>> begin TEXT SEGMENT
FWIW I aagree with you that the policy is very draconian, but whether or not the policy, or it's application, is right or wrong is irrelevant.

It simply is how it is at present and people have to act accordingly. Which as you say may merit the OP getting legal & tax advice here.

Discussion about the rights & wrongs of it are for another (worthwhile) thread IMO.


----------



## HMC

I agree with Pink Cloud.  You can't put a price on peace of mind.  My lender is unaware that I'm renting out my property (I emailed to sound them out but got no response, then went ahead anyway) but I did cancel the TRS immediately.  
It's the right thing to do.


----------



## oldnick

Sorry, slightly off topic..

How does Revenue know whether a tenancy complies with PRTB regulations if a tenancy need not be registered with PRTB ?


----------



## mandelbrot

oldnick said:


> Sorry, slightly off topic..
> 
> How does Revenue know whether a tenancy complies with PRTB regulations if a tenancy need not be registered with PRTB ?


Not sure I know exactly what you're asking nick, but:
Well if they see a tenancy that isn't registered they'll probably ask why is this tenancy not registered. You'd then need to show how/why it's a letting to which PRTB requirements don't apply...


----------



## oldnick

Yeah,it was an idle question really. I just wondered after reading aido's post why Revenue said the tenancy was not PRTB compliant without having sent a letter asking for proof that the tenancy was a 35yr lease, whether there was a landlords child living there, or one of the other exemptions.

Actually i'm still unsure how Revenue or PRTB would ever know whether a property was rented if a landlord kept quiet. How could Revenue actually see a tenancy that wasn't on any PRTB list -(if,indeed, they could even understand that rather messy list of PRTB. )


----------



## aido71

Sorry if my post was unclear..... What I meant when I said 'non compliant' I meant from a tax point if view. My understanding is that in order to claim or offset the mortgage interest payable (75%) against income (I.e. rent) one has to be registered with the PRTB. In my case where Revenue initially could not find a record of the tenancy they disallowed this claim hence my liability for tax on profit from rental income. If no claim for this allowance is being made then my understanding is that Revenue would not be aware of rental property unless they find out by other means. Hope that clarifies!


----------



## Ceist Beag

Just to take oldnick's point a bit further tho, how would the PRTB know if you were late registering a tenancy either? All you would need to do is put a recent date (within the last month) as the start date of the tenancy to avoid any penalties no?
>> end TEXT SEGMENT
— WHAT YOU WILL DO —
**a)** List every distinct username that appears as a post header in the forum thread, naming each only once.
**b)** Rewrite the paragraph of the forum thread that begins "Sorry if my post was unclear" as a short bulleted list that keeps its main facts.
The point placement entries that come next are separate material, unrelated to the forum thread.
>> begin DATASET CONTENT
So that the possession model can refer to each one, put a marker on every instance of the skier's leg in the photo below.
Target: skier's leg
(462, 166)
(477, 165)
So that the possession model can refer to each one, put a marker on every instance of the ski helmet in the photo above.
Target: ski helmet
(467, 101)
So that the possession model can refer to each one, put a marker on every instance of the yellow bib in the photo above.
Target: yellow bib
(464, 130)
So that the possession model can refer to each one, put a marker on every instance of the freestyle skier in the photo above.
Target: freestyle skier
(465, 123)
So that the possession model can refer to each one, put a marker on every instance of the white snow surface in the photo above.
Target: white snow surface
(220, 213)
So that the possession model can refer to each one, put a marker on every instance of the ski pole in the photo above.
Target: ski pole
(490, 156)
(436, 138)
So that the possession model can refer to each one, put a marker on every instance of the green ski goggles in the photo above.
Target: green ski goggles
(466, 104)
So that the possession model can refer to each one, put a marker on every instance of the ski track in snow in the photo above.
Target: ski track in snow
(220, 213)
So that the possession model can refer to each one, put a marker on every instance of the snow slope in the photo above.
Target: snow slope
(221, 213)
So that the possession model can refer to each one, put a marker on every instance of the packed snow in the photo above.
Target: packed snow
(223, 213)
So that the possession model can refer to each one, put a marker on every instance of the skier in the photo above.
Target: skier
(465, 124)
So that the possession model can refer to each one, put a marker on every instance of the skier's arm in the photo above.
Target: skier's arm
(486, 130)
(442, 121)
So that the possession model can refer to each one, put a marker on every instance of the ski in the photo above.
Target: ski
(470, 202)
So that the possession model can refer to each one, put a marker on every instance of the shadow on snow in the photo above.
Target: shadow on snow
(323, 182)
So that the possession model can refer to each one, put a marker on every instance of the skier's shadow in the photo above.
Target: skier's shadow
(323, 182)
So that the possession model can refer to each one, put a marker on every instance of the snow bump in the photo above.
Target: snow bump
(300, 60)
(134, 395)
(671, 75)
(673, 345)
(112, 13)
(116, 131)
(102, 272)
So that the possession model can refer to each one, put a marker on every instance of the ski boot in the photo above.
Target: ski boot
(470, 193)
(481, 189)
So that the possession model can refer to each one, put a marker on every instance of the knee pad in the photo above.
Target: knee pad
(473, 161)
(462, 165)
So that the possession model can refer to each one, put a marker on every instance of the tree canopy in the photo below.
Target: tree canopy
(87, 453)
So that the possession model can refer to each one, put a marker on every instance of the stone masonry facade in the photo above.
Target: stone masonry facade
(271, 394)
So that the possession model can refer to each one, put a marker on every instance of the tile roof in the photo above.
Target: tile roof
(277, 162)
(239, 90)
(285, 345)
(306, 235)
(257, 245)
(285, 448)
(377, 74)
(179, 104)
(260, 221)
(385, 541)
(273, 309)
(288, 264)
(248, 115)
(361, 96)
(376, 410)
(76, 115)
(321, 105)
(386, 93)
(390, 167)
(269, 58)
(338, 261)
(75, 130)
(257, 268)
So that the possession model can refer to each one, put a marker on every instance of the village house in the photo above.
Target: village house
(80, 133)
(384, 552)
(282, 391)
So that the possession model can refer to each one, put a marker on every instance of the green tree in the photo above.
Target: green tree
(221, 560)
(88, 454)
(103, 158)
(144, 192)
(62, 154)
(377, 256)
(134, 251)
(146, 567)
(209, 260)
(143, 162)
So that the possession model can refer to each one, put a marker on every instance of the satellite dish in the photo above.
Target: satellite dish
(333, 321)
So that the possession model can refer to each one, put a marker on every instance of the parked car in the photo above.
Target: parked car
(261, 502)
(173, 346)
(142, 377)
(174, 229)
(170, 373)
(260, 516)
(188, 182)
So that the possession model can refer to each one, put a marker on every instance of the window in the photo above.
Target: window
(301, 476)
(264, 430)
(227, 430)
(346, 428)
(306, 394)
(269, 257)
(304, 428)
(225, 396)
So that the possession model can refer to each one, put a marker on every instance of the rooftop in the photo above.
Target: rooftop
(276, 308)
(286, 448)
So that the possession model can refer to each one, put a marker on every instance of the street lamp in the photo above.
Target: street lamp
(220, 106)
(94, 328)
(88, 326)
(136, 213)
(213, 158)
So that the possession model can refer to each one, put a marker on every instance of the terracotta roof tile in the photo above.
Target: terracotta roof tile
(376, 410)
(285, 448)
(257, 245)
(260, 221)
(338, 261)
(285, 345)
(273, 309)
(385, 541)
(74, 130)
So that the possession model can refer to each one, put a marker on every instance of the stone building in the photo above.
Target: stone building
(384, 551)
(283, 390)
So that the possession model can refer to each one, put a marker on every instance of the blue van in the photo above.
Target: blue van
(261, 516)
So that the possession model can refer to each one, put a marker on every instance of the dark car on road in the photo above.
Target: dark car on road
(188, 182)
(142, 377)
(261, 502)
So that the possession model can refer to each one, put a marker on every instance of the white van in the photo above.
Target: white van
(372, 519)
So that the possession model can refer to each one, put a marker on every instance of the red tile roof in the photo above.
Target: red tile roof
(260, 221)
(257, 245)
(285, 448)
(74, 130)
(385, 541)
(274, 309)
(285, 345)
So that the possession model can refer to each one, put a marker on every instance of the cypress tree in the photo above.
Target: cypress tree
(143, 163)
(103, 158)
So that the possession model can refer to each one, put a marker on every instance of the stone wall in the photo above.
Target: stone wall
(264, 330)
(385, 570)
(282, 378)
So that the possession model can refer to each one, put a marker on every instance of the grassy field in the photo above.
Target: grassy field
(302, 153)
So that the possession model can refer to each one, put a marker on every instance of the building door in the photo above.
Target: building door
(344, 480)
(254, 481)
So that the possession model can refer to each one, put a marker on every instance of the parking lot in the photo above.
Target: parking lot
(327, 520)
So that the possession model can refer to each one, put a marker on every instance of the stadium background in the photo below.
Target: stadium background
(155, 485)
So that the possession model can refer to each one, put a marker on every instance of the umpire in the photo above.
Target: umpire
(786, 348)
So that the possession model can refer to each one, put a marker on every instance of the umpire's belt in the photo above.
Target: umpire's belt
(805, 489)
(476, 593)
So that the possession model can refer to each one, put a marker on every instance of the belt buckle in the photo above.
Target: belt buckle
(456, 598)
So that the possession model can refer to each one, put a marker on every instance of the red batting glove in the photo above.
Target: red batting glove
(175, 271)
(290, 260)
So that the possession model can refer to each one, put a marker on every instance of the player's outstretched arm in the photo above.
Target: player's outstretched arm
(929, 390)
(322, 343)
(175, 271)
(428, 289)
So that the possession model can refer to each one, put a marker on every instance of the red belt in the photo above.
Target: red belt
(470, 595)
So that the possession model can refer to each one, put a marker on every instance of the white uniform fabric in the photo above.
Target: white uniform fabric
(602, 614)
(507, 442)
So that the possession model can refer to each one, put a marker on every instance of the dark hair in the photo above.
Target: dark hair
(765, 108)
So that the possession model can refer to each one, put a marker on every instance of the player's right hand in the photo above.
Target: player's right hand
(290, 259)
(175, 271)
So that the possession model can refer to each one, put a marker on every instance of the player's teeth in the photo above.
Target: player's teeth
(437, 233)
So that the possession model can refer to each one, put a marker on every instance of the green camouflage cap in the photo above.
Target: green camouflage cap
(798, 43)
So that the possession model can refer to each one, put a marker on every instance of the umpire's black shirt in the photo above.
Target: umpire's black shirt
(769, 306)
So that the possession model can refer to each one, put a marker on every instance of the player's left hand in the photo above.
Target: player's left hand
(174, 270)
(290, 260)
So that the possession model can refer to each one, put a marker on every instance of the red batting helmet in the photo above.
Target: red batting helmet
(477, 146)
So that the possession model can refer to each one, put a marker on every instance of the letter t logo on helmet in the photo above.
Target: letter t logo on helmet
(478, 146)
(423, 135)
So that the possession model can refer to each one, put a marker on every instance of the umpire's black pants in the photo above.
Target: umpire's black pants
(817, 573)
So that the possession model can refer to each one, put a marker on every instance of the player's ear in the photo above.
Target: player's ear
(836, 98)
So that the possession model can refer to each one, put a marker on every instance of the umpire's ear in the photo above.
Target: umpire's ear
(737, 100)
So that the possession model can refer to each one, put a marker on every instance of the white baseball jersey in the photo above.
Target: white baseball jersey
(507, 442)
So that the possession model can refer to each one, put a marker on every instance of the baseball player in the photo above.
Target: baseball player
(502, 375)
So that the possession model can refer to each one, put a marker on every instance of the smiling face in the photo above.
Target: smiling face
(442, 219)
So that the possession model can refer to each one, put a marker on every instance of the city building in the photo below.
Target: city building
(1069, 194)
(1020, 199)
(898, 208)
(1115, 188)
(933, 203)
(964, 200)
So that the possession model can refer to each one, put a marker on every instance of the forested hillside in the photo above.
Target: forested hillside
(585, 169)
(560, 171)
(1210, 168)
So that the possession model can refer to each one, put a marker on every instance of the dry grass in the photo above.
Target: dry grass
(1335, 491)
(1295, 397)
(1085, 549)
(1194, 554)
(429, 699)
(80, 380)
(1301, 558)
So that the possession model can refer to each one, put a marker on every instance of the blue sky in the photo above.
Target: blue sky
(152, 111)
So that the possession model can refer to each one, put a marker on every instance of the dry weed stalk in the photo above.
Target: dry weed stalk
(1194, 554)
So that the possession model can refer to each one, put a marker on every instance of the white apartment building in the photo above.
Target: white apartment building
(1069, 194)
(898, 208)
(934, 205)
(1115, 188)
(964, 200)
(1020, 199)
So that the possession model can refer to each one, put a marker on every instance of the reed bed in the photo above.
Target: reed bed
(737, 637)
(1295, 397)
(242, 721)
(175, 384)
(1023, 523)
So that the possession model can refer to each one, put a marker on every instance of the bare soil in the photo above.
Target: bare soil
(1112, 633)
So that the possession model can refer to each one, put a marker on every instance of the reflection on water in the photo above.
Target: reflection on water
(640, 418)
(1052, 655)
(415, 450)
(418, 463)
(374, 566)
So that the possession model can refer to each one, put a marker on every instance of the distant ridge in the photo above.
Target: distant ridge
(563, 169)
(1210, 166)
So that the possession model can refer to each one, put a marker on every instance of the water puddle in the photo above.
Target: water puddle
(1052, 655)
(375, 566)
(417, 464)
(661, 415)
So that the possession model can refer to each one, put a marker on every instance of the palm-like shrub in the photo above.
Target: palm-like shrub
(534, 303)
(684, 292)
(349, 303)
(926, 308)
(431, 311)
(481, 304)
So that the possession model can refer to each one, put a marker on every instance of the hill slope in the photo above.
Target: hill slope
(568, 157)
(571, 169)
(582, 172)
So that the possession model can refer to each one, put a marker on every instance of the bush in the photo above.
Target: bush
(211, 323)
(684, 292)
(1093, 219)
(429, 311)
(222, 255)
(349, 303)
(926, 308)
>> end DATASET CONTENT
— THE RESULTS —
**a)**
HMC
oldnick
mandelbrot
aido71
Ceist Beag

**b)**
- "Non compliant" referred to tax, not to PRTB rules in general.
- To offset 75% of mortgage interest against rental income, one must be registered with the PRTB.
- Revenue first found no record of the tenancy, so it disallowed the claim, leaving tax due on the rental profit.
- If no such claim is made, Revenue would likely not know about a rental property unless it found out another way.